→ REQUIREMENT: Please repeat everything from the line containing "Place a dot on every instance of the orange dog" down to the line containing "(1003, 509)", swapping "flower arrangement" for "floral display" and leaving the rest unchanged.

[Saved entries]

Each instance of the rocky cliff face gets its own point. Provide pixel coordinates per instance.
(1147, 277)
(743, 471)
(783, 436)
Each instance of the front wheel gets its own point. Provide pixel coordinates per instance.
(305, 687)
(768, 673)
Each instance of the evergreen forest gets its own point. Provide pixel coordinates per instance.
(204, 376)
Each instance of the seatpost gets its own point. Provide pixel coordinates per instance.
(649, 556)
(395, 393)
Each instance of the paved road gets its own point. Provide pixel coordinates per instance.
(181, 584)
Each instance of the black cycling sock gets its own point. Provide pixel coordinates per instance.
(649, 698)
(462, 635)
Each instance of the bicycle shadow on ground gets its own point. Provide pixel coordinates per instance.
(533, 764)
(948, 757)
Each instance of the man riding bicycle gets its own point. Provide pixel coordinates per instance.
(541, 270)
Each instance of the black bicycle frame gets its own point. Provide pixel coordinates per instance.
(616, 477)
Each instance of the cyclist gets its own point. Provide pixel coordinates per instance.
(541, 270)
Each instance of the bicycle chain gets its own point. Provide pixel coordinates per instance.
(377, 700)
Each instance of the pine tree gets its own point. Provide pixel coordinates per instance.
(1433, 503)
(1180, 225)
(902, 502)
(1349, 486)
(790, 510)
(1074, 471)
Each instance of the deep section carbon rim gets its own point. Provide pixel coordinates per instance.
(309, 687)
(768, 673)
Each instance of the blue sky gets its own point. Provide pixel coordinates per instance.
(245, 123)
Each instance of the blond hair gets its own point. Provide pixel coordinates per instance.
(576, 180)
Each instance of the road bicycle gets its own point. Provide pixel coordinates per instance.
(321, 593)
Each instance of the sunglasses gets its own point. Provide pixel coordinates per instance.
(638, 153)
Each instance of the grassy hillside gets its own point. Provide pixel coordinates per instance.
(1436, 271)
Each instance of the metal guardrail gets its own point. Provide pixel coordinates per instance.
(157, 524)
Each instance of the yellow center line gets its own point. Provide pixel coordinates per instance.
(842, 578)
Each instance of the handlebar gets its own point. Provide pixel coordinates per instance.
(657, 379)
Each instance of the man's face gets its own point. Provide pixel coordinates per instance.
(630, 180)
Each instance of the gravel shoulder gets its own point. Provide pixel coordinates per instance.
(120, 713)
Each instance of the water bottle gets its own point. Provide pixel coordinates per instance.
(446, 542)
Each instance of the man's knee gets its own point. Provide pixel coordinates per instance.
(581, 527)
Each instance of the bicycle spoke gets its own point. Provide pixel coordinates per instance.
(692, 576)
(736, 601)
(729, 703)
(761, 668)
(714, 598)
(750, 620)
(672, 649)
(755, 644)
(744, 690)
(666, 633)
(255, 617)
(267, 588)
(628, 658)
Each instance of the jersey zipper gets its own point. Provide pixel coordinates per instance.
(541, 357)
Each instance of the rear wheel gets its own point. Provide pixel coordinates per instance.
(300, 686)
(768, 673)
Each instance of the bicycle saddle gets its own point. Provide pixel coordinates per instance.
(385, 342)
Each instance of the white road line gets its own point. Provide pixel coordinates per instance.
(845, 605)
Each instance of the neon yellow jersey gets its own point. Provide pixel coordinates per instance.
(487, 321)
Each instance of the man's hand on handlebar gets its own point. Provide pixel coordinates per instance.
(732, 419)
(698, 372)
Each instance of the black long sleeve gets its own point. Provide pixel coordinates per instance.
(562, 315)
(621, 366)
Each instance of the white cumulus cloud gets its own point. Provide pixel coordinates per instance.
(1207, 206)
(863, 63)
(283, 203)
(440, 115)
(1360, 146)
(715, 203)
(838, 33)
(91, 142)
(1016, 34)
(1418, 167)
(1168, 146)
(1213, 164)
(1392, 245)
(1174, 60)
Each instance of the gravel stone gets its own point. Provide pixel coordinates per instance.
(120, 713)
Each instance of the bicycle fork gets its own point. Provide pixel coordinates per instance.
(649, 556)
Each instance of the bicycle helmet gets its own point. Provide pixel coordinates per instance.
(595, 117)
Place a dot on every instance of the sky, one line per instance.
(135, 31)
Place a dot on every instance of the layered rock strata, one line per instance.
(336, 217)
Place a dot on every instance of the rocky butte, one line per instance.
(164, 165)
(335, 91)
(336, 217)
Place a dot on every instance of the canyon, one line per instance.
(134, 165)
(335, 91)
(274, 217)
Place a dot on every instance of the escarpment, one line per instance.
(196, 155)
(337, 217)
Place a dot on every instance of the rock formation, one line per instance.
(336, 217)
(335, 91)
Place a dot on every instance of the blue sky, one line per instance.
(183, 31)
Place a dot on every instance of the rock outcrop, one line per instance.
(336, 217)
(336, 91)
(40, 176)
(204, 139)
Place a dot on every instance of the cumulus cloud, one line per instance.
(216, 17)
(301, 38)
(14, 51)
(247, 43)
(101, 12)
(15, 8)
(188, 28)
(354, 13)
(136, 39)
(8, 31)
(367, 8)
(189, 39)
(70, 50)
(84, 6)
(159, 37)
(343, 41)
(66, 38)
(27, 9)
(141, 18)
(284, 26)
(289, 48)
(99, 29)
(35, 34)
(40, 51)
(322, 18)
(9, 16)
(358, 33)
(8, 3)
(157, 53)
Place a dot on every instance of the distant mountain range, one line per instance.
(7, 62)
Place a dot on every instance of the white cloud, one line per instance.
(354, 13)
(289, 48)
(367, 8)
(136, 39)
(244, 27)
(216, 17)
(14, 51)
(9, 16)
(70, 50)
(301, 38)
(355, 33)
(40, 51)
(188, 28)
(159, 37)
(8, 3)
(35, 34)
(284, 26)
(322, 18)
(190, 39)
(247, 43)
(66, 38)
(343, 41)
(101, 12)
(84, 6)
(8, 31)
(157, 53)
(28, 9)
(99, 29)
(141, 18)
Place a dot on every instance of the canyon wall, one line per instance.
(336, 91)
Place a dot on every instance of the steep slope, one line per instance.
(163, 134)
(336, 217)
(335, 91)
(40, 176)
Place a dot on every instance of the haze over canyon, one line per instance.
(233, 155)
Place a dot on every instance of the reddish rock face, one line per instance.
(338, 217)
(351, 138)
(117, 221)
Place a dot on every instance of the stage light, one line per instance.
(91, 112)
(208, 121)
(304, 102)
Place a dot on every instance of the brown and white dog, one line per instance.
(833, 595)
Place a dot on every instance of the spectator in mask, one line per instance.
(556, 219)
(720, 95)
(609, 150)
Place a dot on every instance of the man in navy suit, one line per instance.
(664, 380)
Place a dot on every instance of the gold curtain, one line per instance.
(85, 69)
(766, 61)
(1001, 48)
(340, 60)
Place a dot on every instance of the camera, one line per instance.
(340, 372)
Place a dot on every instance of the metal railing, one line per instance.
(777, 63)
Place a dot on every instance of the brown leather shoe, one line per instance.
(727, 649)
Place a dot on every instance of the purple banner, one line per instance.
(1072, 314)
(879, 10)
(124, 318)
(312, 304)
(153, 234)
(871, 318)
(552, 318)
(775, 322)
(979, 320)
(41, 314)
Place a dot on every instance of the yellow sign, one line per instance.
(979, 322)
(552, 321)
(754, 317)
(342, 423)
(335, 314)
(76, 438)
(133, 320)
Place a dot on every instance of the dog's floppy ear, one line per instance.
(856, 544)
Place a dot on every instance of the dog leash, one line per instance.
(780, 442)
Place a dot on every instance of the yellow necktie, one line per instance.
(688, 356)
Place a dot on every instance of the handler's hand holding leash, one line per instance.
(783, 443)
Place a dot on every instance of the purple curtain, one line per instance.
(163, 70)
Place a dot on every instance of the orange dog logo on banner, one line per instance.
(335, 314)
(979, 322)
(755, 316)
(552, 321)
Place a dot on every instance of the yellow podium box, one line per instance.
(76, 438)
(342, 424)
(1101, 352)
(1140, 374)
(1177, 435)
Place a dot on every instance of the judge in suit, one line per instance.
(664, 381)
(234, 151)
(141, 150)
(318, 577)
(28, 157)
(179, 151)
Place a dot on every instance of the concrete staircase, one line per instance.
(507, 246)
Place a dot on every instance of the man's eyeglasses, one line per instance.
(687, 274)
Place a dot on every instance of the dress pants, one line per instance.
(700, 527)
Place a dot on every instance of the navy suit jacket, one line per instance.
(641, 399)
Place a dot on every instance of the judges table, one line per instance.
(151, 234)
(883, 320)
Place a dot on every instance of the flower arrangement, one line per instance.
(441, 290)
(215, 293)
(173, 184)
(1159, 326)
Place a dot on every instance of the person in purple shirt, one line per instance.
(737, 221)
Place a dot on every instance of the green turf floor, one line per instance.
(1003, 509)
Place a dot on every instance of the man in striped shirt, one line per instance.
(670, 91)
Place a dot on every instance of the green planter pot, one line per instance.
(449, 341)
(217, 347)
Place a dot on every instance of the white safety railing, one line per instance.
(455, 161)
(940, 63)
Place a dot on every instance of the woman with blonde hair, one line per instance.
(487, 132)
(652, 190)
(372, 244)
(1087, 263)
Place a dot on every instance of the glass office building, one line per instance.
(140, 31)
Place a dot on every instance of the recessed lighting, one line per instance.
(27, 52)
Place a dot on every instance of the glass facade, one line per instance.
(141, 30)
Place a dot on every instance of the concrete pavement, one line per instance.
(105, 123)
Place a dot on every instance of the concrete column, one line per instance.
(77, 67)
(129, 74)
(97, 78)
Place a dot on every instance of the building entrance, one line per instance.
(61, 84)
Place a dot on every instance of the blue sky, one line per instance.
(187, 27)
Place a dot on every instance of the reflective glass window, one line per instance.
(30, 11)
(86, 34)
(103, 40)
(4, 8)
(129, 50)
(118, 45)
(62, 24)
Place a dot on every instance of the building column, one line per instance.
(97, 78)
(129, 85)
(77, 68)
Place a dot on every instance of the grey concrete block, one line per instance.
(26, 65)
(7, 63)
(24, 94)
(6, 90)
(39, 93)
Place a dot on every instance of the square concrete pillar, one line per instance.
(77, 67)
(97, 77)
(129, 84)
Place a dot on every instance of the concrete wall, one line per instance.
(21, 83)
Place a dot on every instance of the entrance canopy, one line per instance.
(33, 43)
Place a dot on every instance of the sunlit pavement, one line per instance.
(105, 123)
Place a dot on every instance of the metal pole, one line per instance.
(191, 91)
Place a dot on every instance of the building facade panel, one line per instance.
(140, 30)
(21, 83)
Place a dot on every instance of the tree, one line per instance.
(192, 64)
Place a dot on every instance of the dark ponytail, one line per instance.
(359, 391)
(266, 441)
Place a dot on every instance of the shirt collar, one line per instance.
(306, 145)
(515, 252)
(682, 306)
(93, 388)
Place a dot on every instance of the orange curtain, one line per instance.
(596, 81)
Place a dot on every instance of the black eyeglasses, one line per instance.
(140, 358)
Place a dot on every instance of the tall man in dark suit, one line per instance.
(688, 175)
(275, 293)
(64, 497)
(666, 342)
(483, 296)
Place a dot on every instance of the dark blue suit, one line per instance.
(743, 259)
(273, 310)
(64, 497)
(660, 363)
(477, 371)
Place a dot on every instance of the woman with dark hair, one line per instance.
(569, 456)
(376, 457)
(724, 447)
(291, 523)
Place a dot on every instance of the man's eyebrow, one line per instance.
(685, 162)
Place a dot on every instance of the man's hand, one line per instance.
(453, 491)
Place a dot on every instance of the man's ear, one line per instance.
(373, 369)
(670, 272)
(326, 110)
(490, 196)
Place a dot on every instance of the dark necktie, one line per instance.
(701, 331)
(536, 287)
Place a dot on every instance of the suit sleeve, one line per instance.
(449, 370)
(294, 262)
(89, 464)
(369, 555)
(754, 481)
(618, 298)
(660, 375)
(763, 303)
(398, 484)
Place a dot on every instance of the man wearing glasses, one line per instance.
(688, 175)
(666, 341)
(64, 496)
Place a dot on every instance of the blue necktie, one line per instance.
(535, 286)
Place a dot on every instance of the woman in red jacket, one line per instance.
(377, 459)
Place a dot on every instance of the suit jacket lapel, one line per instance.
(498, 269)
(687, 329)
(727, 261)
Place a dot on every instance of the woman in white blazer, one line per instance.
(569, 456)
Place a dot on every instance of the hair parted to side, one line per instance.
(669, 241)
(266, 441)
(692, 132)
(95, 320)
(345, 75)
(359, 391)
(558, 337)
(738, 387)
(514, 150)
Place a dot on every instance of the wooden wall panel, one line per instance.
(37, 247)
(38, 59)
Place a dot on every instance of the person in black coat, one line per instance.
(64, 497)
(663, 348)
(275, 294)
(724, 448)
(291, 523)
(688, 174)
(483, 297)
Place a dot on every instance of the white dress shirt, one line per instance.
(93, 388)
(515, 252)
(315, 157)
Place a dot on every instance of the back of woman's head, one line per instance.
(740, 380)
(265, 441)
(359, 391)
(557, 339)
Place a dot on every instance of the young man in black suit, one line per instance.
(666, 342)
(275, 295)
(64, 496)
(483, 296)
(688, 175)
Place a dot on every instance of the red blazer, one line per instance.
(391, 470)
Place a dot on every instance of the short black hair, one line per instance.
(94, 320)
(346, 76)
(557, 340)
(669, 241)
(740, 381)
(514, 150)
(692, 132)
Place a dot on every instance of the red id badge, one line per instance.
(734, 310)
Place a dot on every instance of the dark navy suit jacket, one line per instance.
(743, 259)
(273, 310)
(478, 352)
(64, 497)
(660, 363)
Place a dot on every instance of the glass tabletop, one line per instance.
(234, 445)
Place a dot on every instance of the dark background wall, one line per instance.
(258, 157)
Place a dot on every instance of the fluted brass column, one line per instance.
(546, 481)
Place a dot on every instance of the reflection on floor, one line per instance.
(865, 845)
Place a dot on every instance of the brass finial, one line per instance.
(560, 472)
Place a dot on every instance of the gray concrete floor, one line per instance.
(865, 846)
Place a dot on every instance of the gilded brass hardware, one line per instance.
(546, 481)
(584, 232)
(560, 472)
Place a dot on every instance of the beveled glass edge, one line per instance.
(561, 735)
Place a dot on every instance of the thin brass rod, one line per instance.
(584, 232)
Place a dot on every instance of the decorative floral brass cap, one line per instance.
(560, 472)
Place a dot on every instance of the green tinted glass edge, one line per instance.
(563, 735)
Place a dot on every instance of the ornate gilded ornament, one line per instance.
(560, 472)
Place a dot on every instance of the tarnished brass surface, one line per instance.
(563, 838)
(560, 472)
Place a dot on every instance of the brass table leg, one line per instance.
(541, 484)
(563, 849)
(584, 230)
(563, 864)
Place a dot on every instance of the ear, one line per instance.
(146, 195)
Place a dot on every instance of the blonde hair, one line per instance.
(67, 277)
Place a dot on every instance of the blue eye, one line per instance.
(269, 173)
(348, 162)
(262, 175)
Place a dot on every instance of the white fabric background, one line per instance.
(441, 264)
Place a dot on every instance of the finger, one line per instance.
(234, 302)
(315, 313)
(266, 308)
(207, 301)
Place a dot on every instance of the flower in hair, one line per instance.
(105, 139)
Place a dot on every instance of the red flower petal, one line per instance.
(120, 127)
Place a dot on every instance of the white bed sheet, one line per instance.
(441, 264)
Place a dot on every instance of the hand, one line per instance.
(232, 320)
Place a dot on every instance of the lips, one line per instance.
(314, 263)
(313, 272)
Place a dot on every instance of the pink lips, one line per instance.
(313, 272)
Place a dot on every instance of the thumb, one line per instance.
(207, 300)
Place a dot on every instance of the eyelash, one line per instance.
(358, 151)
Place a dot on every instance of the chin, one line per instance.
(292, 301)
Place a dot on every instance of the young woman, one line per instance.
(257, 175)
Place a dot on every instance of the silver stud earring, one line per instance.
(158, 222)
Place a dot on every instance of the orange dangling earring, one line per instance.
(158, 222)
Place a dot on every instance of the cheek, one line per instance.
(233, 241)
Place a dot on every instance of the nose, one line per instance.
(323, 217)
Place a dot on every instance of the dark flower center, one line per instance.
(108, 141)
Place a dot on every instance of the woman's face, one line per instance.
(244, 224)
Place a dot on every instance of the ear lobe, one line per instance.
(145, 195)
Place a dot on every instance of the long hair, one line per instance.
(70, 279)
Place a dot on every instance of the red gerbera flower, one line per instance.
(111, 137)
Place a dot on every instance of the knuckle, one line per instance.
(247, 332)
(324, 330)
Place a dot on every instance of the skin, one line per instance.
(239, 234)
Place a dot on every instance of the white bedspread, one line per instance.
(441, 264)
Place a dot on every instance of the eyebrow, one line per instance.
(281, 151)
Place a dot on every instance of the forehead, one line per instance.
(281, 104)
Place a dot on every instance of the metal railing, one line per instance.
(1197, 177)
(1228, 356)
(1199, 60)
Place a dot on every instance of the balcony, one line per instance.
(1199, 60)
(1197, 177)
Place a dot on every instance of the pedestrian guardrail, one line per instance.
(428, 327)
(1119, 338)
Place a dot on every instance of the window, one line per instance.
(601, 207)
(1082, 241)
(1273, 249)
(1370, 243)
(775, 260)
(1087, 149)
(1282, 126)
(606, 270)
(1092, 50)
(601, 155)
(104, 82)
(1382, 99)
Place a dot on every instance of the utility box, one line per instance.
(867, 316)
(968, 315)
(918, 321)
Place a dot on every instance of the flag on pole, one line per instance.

→ SOLUTION TO THE EXERCISE:
Place a dot on every instance of the orange dog logo on banner, one line per instance.
(335, 314)
(979, 322)
(755, 316)
(552, 321)
Place a dot on every instance of the yellow podium box, one line per instance.
(76, 438)
(342, 424)
(1101, 352)
(1140, 374)
(1177, 435)
Place a dot on every instance of the judge in suit, one line per instance.
(664, 381)
(234, 151)
(141, 150)
(318, 577)
(28, 157)
(179, 151)
Place a dot on every instance of the concrete staircase, one line per instance.
(507, 246)
Place a dot on every instance of the man's eyeglasses, one line per instance.
(687, 274)
Place a dot on every instance of the dress pants, one line per instance.
(700, 527)
Place a dot on every instance of the navy suit jacket, one line per instance.
(641, 399)
Place a dot on every instance of the judges table, one line per instance.
(151, 234)
(883, 320)
Place a dot on every instance of the floral display, one line per instance.
(441, 290)
(215, 293)
(173, 184)
(1159, 326)
Place a dot on every instance of the person in purple shirt, one line per instance.
(737, 221)
Place a dot on every instance of the green turf floor, one line per instance.
(1003, 509)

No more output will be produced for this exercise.